►

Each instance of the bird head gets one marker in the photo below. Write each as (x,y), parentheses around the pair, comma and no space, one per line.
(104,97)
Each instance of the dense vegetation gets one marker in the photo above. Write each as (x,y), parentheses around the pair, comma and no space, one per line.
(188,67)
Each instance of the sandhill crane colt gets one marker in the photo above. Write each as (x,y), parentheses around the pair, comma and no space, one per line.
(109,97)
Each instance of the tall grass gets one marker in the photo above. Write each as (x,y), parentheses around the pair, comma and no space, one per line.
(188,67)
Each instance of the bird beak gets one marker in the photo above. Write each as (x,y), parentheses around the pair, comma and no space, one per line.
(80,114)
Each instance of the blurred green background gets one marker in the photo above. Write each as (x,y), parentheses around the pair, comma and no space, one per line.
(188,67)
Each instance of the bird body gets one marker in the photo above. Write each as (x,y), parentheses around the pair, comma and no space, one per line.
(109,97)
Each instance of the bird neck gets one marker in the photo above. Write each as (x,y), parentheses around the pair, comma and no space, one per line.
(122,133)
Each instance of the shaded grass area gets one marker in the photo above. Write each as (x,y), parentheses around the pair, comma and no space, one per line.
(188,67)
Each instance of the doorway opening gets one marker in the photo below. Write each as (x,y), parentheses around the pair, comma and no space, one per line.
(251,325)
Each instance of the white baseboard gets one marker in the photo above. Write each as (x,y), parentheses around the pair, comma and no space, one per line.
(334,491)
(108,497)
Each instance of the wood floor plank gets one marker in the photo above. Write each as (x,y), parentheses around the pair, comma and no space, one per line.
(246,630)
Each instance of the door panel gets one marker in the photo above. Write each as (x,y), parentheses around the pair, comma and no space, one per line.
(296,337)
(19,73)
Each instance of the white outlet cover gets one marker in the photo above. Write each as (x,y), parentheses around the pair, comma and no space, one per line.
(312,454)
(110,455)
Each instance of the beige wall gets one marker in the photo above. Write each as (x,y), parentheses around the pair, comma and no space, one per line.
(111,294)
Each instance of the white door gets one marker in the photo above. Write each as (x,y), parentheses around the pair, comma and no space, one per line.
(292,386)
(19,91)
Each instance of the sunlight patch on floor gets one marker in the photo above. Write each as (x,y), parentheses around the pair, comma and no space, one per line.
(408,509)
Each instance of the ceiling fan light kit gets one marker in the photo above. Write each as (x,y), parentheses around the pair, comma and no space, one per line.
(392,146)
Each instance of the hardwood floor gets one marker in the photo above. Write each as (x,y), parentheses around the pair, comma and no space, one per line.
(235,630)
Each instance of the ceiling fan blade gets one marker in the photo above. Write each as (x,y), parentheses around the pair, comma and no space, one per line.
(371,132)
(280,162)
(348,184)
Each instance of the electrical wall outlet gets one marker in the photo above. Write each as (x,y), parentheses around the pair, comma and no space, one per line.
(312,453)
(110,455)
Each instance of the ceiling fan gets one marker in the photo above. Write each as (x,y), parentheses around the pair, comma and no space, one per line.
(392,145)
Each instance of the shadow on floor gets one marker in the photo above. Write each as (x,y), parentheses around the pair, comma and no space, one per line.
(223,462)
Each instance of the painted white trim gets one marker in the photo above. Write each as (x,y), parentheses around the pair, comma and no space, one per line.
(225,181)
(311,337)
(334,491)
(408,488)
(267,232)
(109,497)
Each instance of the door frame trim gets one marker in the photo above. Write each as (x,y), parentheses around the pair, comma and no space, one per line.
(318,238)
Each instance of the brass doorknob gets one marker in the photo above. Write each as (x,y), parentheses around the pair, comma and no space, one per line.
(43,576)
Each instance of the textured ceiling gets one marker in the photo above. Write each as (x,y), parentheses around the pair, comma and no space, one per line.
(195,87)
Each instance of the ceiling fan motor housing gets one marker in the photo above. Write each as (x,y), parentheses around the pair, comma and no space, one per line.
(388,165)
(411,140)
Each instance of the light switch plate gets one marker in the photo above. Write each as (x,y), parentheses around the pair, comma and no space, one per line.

◄

Task statement: Write the data out once more. Keep every word the same.

Solution:
Each instance of the bird head gets one marker in the photo below. Write each as (x,y), parentheses around the pair, comma and no space, one per line.
(104,97)
Each instance of the dense vegetation gets one marker in the photo above. Write each as (x,y), parentheses around the pair, comma and no space, one per line.
(188,67)
Each instance of the sandhill crane colt gets one marker in the photo above. Write each as (x,y), parentheses around the pair, comma and no space, one per line.
(109,97)
Each instance of the tall grass gets one marker in the photo above. Write each as (x,y), parentheses around the pair, comma and no space, one per line.
(188,67)
Each instance of the bird beak gets one marker in the photo above. Write each as (x,y), parentheses around the pair, comma and no space, one per line.
(80,114)
Each instance of the blurred green background gets one marker in the photo above. Write each as (x,y), parentheses around the pair, comma and no space, one per line.
(188,67)
Each instance of the bird body gets one marker in the photo above. Write each as (x,y), parentheses around the pair, comma and no space, one per line.
(109,97)
Each instance of the bird neck gets one marker in the photo above. Write each as (x,y), parentheses around the pair, comma and no space, one per line.
(122,133)
Each instance of the shaded grass area gets one marker in the photo above. Write each as (x,y), parentheses around the pair, comma and no space, one per line.
(188,67)
Each instance of the doorway opening gets one marker in the photo below. Write each as (x,y), parentheses around the pair, comma and no space, one per line.
(251,325)
Each instance of the white baseboard gets one marker in the photo above. Write each as (x,y), parentheses around the pair, comma and no space, one per line.
(334,491)
(108,497)
Each instance of the wood floor plank gets one marker in the photo above. Write each as (x,y), parentheses around the pair, comma and no space, one per line.
(246,630)
Each instance of the door panel gets one marker in the photo above. Write each as (x,y), parentheses around the pair, comma and no space, one per line.
(296,337)
(19,73)
Each instance of the white outlet cover gets one marker in the photo above. Write each as (x,y), parentheses around the pair, comma and no space, one per line.
(312,454)
(110,455)
Each instance of the beige wall gets one marker in the photo above. Write each as (x,y), parentheses around the pair, comma and no space, one per line.
(111,294)
Each instance of the white door gets one marker in the photo above. Write each as (x,y), parentheses around the pair, comma and no space, one per line.
(292,386)
(19,91)
Each instance of the sunlight patch on floor gets one marker in the photo above. Write each as (x,y), parentheses around the pair, comma and no space, one per line.
(408,509)
Each instance of the ceiling fan light kit gets one marker in the photo above. Write each as (x,y), parentheses around the pair, comma and no space, one per line.
(392,146)
Each instance of the hardwood floor gets one marker in the photo above. Write each as (x,y), parentheses around the pair, comma and no space, one per line.
(235,630)
Each instance of the ceiling fan blade gets one marker in the photo above. Write each as (x,y), parentheses around the pair, comma and no space, one per line.
(371,132)
(280,162)
(348,184)
Each instance of the electrical wall outlet gets one marker in the photo above. Write each as (x,y), parentheses around the pair, comma and no space, one per line.
(312,453)
(110,455)
Each instance of the ceiling fan gets one marker in the photo above. Write each as (x,y), parentheses around the pair, comma and no space, one per line.
(392,145)
Each instance of the shadow on floor gets one marker in the photo above. Write each as (x,y), parentheses around the pair, comma and no space, one per line.
(223,462)
Each instance of the painted white trim gets one marker in the photo above. Write each as (x,y), parentheses around the pair, comma and no space, one per line.
(225,181)
(311,337)
(334,491)
(408,488)
(267,232)
(109,497)
Each instance of the door frame trim gets one marker in the photo above. Write each as (x,y), parentheses around the pair, comma and no space, one per line.
(318,238)
Each instance of the brass doorknob gets one marker in the photo above. Write each as (x,y), parentheses around the pair, comma and no space, one per line.
(43,576)
Each instance of the textured ceiling gets one marker in the photo above. Write each as (x,y), parentheses around the pair, comma and no space, one per line.
(195,87)
Each instance of the ceiling fan motor housing gets one marker in the photo above. Write each as (x,y), parentheses around the pair, comma and no space, one per line.
(388,165)
(411,140)
Each instance of the light switch plate gets one marker in the photo above. Write each as (x,y), parentheses around the pair, comma and no space, one per line.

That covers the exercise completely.